**Data items:**
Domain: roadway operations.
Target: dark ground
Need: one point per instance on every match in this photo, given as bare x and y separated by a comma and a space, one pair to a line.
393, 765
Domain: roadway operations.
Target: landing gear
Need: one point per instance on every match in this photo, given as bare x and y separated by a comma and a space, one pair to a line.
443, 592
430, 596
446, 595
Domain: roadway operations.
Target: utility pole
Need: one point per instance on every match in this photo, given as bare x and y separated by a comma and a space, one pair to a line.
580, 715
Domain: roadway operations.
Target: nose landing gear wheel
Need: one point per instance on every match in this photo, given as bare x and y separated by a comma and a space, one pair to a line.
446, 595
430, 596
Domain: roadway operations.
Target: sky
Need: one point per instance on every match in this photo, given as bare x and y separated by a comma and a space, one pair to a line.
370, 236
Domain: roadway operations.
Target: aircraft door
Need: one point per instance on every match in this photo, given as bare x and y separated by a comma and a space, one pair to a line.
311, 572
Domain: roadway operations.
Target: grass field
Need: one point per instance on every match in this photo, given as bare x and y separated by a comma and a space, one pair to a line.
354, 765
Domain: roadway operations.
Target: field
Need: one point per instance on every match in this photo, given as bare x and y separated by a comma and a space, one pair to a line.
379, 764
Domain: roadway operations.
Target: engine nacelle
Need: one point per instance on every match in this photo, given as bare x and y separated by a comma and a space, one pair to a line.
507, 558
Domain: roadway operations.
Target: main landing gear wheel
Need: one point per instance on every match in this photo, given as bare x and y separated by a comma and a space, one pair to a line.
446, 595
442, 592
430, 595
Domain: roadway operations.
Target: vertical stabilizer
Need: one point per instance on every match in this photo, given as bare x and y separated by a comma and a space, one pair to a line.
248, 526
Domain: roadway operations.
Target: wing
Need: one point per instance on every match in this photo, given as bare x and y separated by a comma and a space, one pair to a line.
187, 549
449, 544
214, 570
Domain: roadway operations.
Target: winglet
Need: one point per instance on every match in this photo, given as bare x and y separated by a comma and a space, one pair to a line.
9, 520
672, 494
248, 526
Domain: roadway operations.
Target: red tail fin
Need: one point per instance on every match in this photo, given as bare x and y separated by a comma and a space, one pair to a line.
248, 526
* * *
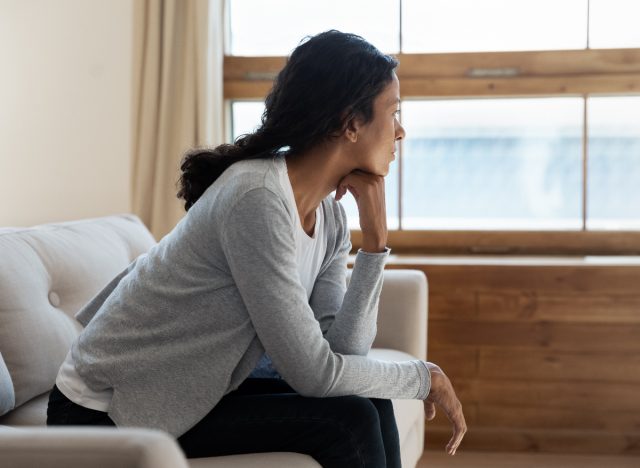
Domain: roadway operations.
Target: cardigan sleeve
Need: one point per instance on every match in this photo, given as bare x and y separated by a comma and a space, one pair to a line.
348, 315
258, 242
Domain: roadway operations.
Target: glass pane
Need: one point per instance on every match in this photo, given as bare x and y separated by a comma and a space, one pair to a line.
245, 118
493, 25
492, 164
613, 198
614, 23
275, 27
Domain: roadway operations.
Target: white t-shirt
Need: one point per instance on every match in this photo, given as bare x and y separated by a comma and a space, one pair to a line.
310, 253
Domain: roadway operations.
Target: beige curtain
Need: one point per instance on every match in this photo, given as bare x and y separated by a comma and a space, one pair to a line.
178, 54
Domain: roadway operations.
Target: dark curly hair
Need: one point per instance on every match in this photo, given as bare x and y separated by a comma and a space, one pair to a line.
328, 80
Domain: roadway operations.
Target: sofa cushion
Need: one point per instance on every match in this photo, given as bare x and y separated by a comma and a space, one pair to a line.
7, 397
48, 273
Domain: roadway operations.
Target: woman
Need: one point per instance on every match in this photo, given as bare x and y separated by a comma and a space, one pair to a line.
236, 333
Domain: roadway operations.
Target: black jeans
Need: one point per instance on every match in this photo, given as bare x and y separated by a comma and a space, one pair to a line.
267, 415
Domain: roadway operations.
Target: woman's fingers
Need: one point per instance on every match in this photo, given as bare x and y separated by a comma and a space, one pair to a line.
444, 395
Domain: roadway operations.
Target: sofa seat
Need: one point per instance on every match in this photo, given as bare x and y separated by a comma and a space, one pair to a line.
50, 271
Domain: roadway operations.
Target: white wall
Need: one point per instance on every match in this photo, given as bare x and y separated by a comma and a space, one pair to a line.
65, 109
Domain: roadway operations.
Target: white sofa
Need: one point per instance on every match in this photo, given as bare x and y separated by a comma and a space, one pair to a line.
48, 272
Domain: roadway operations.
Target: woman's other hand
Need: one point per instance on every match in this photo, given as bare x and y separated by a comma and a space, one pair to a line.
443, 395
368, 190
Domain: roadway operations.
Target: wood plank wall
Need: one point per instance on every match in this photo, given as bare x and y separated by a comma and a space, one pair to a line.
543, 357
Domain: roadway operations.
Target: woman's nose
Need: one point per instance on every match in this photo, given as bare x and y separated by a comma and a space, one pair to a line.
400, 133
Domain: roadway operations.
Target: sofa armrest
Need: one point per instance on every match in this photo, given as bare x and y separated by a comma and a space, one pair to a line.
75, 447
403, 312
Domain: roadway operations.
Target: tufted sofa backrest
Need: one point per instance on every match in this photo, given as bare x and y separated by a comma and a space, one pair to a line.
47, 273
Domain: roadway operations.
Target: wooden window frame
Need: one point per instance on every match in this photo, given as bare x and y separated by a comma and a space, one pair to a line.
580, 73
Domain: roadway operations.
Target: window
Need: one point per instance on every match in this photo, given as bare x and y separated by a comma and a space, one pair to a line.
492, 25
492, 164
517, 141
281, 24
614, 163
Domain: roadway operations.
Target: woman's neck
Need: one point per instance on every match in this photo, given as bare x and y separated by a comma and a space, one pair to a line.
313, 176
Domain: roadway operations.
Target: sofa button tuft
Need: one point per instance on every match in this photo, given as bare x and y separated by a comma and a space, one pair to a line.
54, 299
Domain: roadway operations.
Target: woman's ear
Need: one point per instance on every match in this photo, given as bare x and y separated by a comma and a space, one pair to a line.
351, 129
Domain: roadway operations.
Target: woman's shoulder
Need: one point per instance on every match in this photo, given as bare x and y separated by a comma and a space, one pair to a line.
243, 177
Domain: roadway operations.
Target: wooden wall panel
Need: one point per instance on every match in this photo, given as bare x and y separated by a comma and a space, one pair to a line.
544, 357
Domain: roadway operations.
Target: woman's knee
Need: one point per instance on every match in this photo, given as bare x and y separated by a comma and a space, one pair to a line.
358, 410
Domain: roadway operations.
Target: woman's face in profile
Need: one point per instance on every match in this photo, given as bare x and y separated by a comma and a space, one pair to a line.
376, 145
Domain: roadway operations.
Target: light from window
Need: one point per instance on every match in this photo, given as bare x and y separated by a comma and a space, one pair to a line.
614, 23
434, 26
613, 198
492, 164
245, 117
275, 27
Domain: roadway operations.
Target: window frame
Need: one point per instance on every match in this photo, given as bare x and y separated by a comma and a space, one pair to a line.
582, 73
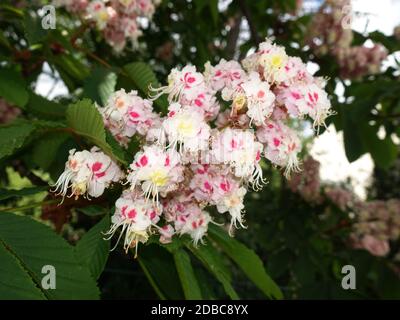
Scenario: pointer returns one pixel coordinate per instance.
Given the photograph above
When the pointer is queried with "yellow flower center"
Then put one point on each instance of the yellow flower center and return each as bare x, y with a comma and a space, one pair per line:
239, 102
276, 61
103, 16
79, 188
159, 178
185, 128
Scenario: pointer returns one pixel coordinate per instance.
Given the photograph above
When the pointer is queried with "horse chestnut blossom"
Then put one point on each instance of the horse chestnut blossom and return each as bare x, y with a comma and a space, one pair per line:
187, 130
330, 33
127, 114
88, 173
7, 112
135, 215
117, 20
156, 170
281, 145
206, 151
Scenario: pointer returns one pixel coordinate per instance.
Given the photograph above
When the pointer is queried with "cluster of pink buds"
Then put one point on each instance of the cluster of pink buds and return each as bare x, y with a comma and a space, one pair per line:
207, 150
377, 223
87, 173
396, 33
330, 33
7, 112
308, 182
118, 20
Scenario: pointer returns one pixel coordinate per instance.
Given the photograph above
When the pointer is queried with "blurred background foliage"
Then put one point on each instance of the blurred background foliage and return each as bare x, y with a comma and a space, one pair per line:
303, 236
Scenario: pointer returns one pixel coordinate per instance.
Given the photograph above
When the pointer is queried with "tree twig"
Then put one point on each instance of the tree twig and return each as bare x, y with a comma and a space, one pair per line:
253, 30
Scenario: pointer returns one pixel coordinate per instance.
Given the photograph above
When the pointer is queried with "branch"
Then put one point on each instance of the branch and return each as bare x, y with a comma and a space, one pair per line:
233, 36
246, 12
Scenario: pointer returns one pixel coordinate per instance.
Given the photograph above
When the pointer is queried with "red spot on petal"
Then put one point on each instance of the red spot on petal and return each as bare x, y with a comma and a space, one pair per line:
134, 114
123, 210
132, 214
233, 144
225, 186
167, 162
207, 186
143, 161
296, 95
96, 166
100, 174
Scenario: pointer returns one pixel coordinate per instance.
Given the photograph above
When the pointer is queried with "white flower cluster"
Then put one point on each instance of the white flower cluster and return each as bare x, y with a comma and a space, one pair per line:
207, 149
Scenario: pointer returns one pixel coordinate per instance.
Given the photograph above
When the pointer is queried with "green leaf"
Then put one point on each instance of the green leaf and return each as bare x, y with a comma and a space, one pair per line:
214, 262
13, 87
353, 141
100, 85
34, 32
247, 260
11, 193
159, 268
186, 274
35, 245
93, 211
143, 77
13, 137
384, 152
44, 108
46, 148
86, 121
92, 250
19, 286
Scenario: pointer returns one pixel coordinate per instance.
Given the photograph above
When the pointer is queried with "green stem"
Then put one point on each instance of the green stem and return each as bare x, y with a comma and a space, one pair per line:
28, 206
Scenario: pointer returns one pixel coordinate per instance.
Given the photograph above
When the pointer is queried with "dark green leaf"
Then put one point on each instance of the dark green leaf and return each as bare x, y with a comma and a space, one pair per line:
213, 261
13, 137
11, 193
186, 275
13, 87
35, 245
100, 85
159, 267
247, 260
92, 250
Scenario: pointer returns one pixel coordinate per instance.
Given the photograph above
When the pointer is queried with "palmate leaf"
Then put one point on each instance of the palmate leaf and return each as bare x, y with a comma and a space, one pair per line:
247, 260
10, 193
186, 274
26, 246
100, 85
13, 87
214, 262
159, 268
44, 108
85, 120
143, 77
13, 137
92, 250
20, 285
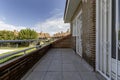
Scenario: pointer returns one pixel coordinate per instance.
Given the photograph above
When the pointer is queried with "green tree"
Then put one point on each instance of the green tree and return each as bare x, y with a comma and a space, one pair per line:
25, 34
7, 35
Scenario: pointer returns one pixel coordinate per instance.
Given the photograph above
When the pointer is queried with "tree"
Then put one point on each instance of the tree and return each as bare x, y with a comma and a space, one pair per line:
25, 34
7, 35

**Exercise aim:** Gather each line from the items that contains the string "center". Case counts.

**Output below:**
When the pointer is queried with "yellow flower center"
Then put one point on each instance of the yellow flower center and return each as bare x, y with a comma and a space, one pair per line:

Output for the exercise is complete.